● What is expected:
Word for word, copy every line of the data.

● Raw data:

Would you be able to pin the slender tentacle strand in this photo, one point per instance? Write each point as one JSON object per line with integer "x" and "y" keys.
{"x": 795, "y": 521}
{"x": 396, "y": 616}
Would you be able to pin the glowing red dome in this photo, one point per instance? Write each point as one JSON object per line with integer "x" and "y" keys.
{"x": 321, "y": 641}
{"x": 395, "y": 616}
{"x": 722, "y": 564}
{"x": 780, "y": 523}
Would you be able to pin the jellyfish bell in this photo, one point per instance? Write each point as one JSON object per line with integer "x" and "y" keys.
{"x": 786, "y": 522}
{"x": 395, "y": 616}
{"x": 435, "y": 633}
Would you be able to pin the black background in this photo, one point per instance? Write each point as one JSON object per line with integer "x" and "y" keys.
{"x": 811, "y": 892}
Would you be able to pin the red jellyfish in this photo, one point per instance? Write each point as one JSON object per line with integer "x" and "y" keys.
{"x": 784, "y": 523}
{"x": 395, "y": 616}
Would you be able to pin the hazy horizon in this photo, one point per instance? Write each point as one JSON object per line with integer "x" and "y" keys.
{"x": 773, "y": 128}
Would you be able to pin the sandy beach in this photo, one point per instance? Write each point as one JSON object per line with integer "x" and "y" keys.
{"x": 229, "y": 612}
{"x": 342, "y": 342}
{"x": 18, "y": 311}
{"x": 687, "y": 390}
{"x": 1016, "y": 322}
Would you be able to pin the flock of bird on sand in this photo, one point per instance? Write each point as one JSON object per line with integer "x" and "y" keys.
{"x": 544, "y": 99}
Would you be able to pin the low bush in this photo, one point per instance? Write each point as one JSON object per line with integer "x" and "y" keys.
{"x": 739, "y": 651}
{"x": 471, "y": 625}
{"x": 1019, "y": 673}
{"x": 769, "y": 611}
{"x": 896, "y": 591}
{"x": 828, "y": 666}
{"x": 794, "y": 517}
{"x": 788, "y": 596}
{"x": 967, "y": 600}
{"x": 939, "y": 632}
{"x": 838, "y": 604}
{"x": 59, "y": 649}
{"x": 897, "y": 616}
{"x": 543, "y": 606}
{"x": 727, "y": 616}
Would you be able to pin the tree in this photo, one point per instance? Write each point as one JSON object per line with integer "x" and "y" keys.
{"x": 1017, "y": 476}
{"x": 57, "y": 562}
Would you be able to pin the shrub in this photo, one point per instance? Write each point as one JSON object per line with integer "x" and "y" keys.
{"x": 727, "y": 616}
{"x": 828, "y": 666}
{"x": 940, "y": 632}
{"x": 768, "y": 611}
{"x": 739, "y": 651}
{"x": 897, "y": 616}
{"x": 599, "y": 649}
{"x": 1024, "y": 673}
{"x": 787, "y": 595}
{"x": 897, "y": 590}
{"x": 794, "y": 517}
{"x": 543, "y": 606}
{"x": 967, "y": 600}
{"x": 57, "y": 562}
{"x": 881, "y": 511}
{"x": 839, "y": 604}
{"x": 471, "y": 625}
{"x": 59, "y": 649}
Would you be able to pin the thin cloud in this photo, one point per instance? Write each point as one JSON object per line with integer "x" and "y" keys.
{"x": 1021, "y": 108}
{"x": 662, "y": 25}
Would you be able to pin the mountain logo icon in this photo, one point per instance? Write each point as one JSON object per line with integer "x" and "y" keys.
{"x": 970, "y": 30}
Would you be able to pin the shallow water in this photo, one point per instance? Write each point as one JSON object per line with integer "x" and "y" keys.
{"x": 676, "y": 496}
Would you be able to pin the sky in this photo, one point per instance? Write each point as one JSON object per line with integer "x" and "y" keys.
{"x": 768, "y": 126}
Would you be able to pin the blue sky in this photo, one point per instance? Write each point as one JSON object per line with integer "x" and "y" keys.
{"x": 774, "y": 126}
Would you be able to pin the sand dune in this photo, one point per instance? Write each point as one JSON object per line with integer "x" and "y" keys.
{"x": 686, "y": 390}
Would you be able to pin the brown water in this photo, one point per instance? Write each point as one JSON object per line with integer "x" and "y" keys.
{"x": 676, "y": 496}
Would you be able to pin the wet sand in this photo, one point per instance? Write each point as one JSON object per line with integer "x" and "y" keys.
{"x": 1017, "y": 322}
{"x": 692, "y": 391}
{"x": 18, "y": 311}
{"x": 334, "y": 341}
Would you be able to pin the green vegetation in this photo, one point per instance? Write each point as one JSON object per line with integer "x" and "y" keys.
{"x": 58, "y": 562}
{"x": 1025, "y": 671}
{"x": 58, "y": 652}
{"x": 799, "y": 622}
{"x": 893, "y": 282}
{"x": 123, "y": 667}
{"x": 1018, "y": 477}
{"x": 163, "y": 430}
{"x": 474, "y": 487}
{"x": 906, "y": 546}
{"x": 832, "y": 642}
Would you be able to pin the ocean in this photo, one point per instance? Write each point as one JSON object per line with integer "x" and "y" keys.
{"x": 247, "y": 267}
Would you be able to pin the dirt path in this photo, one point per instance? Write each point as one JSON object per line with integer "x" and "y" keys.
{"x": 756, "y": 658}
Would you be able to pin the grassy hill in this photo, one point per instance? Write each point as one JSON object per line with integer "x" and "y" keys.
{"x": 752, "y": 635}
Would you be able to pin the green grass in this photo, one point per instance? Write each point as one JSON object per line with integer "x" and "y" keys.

● Problem solution:
Would you be able to pin the slender tentacle strand in this photo, one point per instance? Write each point as one JSON object per line with integer "x" and "y" keys.
{"x": 795, "y": 521}
{"x": 396, "y": 616}
Would you be able to pin the glowing red dome in this photo, one point per instance? Write each point as one JSON object per line with integer "x" and "y" keys.
{"x": 321, "y": 641}
{"x": 395, "y": 616}
{"x": 722, "y": 564}
{"x": 780, "y": 523}
Would you be able to pin the jellyfish bell in this photo, one point per instance? Write each point as one JSON object per line with integer "x" and "y" keys.
{"x": 786, "y": 522}
{"x": 395, "y": 616}
{"x": 435, "y": 633}
Would you be able to pin the black background in this photo, one point per instance? Write each point as one JSON object per line with integer "x" and "y" keys.
{"x": 811, "y": 892}
Would you be able to pin the red jellyfish in this photo, one point per instance? Write each point as one JSON object per line with integer "x" and "y" keys.
{"x": 784, "y": 523}
{"x": 395, "y": 616}
Would you be able to pin the hazy horizon in this photo, one point per instance? Write each point as one JSON object per line with integer "x" and "y" keys.
{"x": 773, "y": 128}
Would you be able to pin the sandy beach in this photo, one point per instance? Write each point as one JSON object per line with integer "x" and "y" keys.
{"x": 229, "y": 612}
{"x": 342, "y": 342}
{"x": 18, "y": 311}
{"x": 687, "y": 390}
{"x": 1016, "y": 322}
Would you be able to pin the flock of bird on sand in this photo, one point per instance? Write each point as one JSON object per line with integer "x" and "y" keys.
{"x": 544, "y": 99}
Would you be able to pin the low bush in this photo, one point per instance? Write each point as one JSON object per line with integer "x" and "y" keys.
{"x": 739, "y": 651}
{"x": 471, "y": 625}
{"x": 1019, "y": 673}
{"x": 769, "y": 611}
{"x": 896, "y": 591}
{"x": 828, "y": 666}
{"x": 794, "y": 517}
{"x": 788, "y": 596}
{"x": 967, "y": 600}
{"x": 939, "y": 632}
{"x": 838, "y": 604}
{"x": 59, "y": 649}
{"x": 897, "y": 616}
{"x": 543, "y": 606}
{"x": 727, "y": 616}
Would you be able to pin the tree in this photo, one point per instance? Write each point as one JSON object per line with integer "x" and "y" keys.
{"x": 1017, "y": 476}
{"x": 57, "y": 562}
Would you be able to pin the shrub in this photo, one point per instance? Write each point as one JSON object per line with integer "x" and "y" keys.
{"x": 727, "y": 616}
{"x": 828, "y": 666}
{"x": 940, "y": 632}
{"x": 768, "y": 611}
{"x": 739, "y": 651}
{"x": 897, "y": 616}
{"x": 599, "y": 649}
{"x": 1024, "y": 673}
{"x": 787, "y": 595}
{"x": 897, "y": 590}
{"x": 794, "y": 517}
{"x": 543, "y": 606}
{"x": 967, "y": 600}
{"x": 57, "y": 562}
{"x": 881, "y": 511}
{"x": 839, "y": 604}
{"x": 471, "y": 625}
{"x": 59, "y": 649}
Would you be able to pin the thin cloud in this photo, one point per instance? Write each point as one JSON object per line with integer "x" and "y" keys.
{"x": 1021, "y": 108}
{"x": 662, "y": 25}
Would you be able to pin the mountain logo icon in this photo, one point per instance? Write each point as one JSON object per line with integer "x" and "y" keys.
{"x": 970, "y": 30}
Would you be able to pin the shallow water in this photo, one point per instance? Write each point as one JSON object per line with integer "x" and "y" keys.
{"x": 676, "y": 496}
Would you be able to pin the sky in this photo, one point per instance? Write each point as one JSON object per line with integer "x" and "y" keys.
{"x": 768, "y": 126}
Would you be able to pin the blue sky in this photo, one point per instance? Write each point as one JSON object per line with integer "x" and "y" keys.
{"x": 774, "y": 126}
Would you be able to pin the sand dune in this photo, one point per instance? Write each point as one JSON object per line with integer "x" and "y" keys.
{"x": 686, "y": 390}
Would you be able to pin the brown water in this photo, one point per instance? Write each point as one JSON object per line with integer "x" and "y" keys.
{"x": 676, "y": 496}
Would you be able to pin the wet sand in this photo, one point per instance? Write each point as one JSON object per line with integer "x" and "y" keys.
{"x": 1017, "y": 322}
{"x": 692, "y": 391}
{"x": 18, "y": 311}
{"x": 334, "y": 341}
Would you be able to pin the green vegetation in this photo, one point per instance? Write each point as one JSON object per line with integer "x" and "y" keys.
{"x": 58, "y": 562}
{"x": 1025, "y": 671}
{"x": 58, "y": 652}
{"x": 799, "y": 622}
{"x": 893, "y": 282}
{"x": 123, "y": 667}
{"x": 1018, "y": 477}
{"x": 163, "y": 430}
{"x": 474, "y": 487}
{"x": 906, "y": 546}
{"x": 832, "y": 642}
Would you be able to pin the ocean in this photo, one point per instance? Write each point as one JSON object per line with integer "x" and "y" keys.
{"x": 247, "y": 267}
Would you be able to pin the dirt path in this photo, one point per instance? Write each point as one JSON object per line with integer "x" and "y" keys.
{"x": 756, "y": 658}
Would you be able to pin the grassy hill in this photo, one point per instance? Write each point as one JSON object per line with integer "x" and "y" keys.
{"x": 752, "y": 635}
Would you be able to pin the green grass in this photo, one point per instance? Write each point as one JSON object per line with integer "x" and "y" keys.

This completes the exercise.